Yeah, and the city gives you roads and sewers and the nice electric and gas companies run services out just to get your business and the EPA eats the cost of endangered species surveys and… Get it? This isn’t about houses per acre this is about everything that goes along with houses; schools, fire stations, offramps, etc.

 
Comment by crispy&cole
2006-02-27 12:22:49

Thats correct Robert.

 
Comment by Nicholas Weaver
2006-02-27 12:48:06

But a lot of the stuff is actually paid for by the builder, not the city these days, and with Mello Roos and similar games, the builder & city can stick a lot of the costs to the homeowners down the line…

As long as people are willing to commute to 2 hours to have their 3000 sq foot homes, you will see more developments in the central valley, and the builders will still be able to make (at least some) money off of em.

 
Comment by SD_suntaxed
2006-02-27 13:09:45

They’ll stick it to you, and the bigger builders are better able to handle the costs. A friend used to subdivide small parcels in the Valley and is no longer doing this because of all the other increased costs and required improvements. The dirt isn’t the expensive part, even if it looks like such a deal compared to SoCal.

**What to produce**
Transcribe the comment thread from "Yeah, and the" to "Thats correct Robert.", both included. Rely only on the comment thread above.

**Dataset entries**
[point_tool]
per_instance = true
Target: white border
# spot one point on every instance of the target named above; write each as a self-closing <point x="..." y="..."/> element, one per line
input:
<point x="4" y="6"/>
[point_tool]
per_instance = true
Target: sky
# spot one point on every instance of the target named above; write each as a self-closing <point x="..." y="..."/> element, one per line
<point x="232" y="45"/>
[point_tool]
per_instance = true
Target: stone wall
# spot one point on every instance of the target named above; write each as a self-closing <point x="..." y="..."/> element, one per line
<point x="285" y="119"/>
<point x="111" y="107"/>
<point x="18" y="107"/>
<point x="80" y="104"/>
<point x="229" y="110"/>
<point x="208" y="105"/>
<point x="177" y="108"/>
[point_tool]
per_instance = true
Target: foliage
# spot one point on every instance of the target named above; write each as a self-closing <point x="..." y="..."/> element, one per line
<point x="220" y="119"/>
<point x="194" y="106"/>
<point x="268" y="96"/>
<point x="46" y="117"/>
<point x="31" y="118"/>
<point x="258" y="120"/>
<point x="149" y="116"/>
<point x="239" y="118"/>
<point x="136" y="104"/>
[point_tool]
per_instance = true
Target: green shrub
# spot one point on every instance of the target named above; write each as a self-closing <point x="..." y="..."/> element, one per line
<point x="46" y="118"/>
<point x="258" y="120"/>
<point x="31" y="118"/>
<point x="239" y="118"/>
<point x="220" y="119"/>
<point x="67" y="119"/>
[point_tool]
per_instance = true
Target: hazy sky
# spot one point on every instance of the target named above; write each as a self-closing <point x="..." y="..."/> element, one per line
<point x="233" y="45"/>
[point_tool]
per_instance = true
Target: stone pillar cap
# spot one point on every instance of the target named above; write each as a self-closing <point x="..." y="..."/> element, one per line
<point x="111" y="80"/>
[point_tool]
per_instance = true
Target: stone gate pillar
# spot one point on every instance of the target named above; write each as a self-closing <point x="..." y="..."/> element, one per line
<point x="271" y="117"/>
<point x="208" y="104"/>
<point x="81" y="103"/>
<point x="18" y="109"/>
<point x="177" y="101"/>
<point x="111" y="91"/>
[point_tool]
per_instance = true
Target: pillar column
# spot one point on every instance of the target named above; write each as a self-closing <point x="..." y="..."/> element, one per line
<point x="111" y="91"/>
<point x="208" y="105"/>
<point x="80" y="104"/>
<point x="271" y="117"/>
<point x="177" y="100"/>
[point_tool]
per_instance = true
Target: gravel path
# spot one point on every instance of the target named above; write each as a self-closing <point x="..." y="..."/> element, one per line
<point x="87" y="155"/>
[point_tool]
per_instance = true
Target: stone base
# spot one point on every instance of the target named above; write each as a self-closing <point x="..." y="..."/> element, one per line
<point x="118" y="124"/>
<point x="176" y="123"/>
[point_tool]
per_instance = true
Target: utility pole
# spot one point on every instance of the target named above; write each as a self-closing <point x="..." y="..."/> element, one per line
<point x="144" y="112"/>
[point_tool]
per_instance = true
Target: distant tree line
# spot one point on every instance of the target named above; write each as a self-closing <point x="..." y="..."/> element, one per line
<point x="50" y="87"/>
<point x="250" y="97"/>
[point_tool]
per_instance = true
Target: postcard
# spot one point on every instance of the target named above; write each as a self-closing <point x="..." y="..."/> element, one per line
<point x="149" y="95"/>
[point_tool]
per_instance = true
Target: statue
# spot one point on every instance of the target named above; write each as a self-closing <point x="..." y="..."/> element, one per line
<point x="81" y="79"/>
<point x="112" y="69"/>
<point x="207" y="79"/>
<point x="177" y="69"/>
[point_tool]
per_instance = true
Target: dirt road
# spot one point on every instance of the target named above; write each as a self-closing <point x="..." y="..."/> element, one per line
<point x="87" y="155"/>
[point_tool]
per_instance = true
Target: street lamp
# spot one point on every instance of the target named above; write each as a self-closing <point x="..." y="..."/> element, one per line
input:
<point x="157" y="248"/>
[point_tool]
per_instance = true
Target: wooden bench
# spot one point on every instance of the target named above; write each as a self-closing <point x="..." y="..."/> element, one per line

**Written solution**
Yeah, and the city gives you roads and sewers and the nice electric and gas companies run services out just to get your business and the EPA eats the cost of endangered species surveys and… Get it? This isn’t about houses per acre this is about everything that goes along with houses; schools, fire stations, offramps, etc.

 
Comment by crispy&cole
2006-02-27 12:22:49

Thats correct Robert.